» AUFGABE 1
Worüber sagt die Kriminalstatistik laut dem Textauszug nichts aus?
» AUFGABE 2
Schreiben Sie die Stelle des Textauszugs von „Das ist zwar“ bis „Verkehrsteilnehmer zu garantieren.“ wortgetreu ab.

» TEXTAUSZUG
———

Das ist zwar theoretisch völlig richtig, in der Praxis aber leider reines Wunschdenken. Auch außerhalb der Prostitution kann niemals garantiert werden, dass alle Vergewaltigungen und Körperverletzungen mit absoluter Sicherheit zur Strafverfolgung führen.
10. Autonomie ist nicht garantiert
Wenn eine Person gegen Entgelt einer anderen Person sexuell zur freien Verfügung stehen soll, ist es von Seiten des Gesetzgebers nicht möglich, Gewaltfreiheit durch den Freier und Würdeschutz durch den Bordellbetreiber zu garantieren. Kriminalstatistisch wird Prostitution regelmäßig von Nötigung durch Zuhälter und Gewalt durch Freier geprägt. […]
Der Gesetzgeber garantiert überhaupt nichts und kann auch nichts garantieren. Es glaubt ja auch niemand, dass es Aufgabe der Straßenverkehrsordnung wäre, das Leben sämtlicher Verkehrsteilnehmer zu garantieren.
Die Kriminalstatistik sagt nur etwas über begangene Verbrechen aus, aber sie sagt nichts darüber aus, wie viele Verbrechen NICHT begangen wurden. Kein Statistiker der Welt ist in der Lage, repräsentative Aussagen über sämtliche Prostituierte zu machen: über die Nebenberuflichen wie über die Hauptberuflichen, über Männer wie über Frauen, über Prostituierte außerhalb des Rotlichtmilieus wie innerhalb.
A propos Statistiken: angenommen, von den 83 Millionen Einwohnern Deutschlands sind 250.000 Prostituierte, und 2.000 sterben jährlich im Straßenverkehr, dann sind unter den Verkehrstoten jedes Jahr 6 Prostituierte. Das sind deutlich mehr, als im Zusammenhang mit Rotlichtkriminalität ums Leben kommen.

———

» DATENAUSZÜGE

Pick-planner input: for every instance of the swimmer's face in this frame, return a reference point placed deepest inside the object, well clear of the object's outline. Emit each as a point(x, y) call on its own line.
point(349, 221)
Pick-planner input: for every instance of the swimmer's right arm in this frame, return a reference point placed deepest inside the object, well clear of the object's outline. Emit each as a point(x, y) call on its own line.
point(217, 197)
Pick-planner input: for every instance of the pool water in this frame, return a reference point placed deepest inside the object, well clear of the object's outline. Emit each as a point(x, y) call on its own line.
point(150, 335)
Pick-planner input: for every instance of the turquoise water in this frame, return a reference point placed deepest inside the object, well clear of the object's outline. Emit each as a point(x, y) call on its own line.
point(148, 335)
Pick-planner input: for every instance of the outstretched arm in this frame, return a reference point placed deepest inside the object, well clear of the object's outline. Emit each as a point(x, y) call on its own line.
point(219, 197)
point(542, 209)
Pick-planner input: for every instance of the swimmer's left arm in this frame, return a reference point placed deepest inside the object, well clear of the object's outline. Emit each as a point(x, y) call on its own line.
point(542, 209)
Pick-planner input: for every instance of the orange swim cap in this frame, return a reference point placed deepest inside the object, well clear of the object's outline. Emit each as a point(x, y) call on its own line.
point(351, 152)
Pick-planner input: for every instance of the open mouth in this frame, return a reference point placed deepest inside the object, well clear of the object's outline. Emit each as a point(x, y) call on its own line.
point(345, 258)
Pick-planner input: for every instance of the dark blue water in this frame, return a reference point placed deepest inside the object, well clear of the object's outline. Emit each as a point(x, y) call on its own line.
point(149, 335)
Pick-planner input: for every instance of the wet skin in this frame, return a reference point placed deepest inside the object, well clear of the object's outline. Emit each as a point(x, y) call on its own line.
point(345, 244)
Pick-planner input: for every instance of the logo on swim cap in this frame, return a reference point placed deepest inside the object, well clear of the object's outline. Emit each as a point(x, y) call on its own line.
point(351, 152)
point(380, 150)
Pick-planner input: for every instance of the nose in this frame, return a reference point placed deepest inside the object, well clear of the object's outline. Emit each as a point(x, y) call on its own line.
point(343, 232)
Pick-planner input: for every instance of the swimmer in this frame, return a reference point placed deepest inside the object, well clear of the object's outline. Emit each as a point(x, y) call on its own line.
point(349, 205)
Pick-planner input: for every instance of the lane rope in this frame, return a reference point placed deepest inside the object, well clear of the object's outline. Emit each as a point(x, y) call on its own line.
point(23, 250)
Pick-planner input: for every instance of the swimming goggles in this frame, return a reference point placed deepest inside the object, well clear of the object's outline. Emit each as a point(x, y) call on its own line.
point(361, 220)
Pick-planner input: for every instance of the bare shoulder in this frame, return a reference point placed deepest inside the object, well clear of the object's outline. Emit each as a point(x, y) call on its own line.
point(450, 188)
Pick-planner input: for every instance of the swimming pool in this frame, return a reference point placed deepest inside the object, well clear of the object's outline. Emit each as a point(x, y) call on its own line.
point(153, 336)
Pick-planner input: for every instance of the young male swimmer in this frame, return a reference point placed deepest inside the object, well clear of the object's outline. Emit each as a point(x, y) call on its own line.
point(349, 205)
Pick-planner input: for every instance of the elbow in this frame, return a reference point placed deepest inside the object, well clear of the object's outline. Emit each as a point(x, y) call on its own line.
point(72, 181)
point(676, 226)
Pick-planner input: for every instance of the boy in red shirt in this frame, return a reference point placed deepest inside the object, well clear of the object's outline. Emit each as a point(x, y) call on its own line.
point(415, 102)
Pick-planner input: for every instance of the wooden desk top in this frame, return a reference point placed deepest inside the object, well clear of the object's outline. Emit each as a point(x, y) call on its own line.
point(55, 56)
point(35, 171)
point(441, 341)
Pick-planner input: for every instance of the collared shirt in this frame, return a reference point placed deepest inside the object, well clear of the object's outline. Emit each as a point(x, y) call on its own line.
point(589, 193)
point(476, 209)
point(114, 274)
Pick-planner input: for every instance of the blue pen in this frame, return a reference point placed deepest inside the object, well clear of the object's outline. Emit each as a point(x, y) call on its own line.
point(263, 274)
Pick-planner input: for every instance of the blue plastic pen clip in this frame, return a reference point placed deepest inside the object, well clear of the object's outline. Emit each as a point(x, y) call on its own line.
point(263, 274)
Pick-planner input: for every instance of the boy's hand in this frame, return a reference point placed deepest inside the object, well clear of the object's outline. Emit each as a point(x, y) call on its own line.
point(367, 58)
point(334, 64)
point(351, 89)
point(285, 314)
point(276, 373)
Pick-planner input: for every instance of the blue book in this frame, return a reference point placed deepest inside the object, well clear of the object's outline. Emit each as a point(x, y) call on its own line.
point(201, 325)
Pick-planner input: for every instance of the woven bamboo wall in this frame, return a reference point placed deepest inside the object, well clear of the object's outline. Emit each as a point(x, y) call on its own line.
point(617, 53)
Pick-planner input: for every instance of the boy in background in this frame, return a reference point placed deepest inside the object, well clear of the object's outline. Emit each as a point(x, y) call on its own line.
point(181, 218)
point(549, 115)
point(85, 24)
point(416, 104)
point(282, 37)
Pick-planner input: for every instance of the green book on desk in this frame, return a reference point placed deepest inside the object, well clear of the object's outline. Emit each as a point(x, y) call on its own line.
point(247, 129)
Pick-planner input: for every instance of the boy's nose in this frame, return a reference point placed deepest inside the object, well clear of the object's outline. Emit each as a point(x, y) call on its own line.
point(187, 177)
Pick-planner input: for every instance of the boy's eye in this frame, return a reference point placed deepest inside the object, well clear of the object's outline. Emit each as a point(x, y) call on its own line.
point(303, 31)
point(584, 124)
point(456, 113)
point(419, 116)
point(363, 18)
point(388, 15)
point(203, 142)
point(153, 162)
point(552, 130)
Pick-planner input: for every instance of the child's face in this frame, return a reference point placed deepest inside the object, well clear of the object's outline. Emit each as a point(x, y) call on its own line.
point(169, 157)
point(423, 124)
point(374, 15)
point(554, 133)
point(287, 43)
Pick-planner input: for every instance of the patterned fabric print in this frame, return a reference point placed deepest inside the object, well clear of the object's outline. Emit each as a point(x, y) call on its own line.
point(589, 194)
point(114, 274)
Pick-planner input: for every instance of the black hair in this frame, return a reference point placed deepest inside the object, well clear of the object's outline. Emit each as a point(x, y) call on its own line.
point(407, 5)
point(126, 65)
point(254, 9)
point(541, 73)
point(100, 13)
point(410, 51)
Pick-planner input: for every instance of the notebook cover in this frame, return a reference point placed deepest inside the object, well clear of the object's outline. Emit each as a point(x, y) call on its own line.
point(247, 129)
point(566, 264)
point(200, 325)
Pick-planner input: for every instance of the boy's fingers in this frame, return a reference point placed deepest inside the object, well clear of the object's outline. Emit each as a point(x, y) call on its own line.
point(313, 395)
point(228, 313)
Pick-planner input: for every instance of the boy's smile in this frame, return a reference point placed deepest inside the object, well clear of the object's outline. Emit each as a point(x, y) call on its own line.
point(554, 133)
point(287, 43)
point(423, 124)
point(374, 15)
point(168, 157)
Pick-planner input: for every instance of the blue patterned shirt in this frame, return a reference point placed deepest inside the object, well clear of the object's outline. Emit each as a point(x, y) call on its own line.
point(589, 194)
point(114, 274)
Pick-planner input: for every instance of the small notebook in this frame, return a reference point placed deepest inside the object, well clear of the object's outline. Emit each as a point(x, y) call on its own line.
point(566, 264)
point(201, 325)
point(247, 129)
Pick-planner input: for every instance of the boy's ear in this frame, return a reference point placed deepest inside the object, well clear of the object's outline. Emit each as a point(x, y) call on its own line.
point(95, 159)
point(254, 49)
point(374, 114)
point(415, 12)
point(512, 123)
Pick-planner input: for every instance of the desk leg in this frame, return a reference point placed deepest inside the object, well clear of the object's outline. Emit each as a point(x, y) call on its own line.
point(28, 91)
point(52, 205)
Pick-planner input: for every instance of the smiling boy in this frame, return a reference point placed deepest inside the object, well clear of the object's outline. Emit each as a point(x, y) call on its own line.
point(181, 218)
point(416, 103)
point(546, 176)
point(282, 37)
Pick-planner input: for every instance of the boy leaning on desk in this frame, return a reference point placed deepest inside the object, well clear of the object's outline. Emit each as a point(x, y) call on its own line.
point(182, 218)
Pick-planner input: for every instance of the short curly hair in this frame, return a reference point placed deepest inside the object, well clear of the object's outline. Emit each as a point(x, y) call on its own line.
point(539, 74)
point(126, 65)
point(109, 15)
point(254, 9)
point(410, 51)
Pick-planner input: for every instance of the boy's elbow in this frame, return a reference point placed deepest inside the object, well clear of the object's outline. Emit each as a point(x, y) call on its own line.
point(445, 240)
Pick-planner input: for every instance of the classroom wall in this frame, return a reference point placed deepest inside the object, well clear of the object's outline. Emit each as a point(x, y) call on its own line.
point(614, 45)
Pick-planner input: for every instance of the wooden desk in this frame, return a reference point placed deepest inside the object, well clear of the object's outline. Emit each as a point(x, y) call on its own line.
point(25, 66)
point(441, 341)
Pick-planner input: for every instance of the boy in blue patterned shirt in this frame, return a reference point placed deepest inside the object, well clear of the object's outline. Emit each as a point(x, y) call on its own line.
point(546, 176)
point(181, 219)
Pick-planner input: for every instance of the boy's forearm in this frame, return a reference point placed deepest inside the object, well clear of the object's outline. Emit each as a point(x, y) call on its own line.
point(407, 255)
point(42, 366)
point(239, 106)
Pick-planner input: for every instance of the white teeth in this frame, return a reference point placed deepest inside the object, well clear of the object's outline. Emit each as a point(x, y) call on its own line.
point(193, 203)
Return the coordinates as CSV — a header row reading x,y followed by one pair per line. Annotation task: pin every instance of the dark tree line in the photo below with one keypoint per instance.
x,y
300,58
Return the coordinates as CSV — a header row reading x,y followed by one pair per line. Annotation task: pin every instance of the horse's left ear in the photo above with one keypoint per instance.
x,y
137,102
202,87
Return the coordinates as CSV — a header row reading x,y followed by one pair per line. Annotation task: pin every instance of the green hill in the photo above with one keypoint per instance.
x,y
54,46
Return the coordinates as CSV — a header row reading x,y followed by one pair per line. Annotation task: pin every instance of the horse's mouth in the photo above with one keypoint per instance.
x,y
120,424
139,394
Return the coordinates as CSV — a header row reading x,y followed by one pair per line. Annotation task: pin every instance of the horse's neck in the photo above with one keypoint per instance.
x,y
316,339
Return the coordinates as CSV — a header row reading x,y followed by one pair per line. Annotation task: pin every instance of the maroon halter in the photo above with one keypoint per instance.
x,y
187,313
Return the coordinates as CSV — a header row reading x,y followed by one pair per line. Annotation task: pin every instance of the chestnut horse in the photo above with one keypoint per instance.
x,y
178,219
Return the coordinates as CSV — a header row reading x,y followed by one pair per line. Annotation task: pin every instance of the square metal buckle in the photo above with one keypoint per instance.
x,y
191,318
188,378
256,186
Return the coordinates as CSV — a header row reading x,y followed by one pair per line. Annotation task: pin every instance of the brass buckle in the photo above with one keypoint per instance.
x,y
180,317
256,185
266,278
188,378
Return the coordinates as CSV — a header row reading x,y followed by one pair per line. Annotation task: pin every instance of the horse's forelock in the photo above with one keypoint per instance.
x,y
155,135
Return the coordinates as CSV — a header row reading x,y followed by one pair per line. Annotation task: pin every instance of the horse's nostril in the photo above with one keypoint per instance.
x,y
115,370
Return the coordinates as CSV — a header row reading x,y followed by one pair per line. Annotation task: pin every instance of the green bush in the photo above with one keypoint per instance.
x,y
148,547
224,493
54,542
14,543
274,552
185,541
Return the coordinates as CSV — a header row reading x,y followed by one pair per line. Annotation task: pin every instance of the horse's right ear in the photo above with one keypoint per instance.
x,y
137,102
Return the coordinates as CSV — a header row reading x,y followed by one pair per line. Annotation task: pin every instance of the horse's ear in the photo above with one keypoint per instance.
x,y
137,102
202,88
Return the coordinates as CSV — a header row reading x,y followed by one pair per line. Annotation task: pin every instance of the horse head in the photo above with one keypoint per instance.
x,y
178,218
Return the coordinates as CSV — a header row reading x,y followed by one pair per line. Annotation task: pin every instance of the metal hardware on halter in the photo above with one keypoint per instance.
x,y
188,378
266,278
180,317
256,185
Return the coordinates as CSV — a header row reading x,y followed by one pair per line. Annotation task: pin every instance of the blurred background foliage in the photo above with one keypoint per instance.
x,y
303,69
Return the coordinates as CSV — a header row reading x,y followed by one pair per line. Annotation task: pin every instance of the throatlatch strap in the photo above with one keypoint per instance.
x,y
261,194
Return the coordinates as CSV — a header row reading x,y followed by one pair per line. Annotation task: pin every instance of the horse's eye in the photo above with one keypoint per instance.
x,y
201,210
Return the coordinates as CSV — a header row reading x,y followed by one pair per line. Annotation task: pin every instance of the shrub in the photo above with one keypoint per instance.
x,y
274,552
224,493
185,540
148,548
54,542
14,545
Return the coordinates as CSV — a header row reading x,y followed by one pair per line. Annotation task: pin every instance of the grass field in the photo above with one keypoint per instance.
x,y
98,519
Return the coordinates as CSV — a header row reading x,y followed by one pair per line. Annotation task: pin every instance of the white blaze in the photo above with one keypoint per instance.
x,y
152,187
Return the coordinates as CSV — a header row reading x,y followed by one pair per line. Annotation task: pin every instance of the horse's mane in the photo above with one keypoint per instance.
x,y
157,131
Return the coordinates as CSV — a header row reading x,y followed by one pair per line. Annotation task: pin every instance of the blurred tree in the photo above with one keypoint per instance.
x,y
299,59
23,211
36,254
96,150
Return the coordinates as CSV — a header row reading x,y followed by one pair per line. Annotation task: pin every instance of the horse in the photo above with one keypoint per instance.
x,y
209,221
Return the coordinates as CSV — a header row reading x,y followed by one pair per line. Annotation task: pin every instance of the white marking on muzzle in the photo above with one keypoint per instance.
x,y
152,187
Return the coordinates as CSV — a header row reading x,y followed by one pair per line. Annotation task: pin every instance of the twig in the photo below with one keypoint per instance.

———

» SCHRIFTLICHE LÖSUNG 1
Darüber, wie viele Verbrechen nicht begangen wurden.

» SCHRIFTLICHE LÖSUNG 2
Das ist zwar theoretisch völlig richtig, in der Praxis aber leider reines Wunschdenken. Auch außerhalb der Prostitution kann niemals garantiert werden, dass alle Vergewaltigungen und Körperverletzungen mit absoluter Sicherheit zur Strafverfolgung führen.
10. Autonomie ist nicht garantiert
Wenn eine Person gegen Entgelt einer anderen Person sexuell zur freien Verfügung stehen soll, ist es von Seiten des Gesetzgebers nicht möglich, Gewaltfreiheit durch den Freier und Würdeschutz durch den Bordellbetreiber zu garantieren. Kriminalstatistisch wird Prostitution regelmäßig von Nötigung durch Zuhälter und Gewalt durch Freier geprägt. […]
Der Gesetzgeber garantiert überhaupt nichts und kann auch nichts garantieren. Es glaubt ja auch niemand, dass es Aufgabe der Straßenverkehrsordnung wäre, das Leben sämtlicher Verkehrsteilnehmer zu garantieren.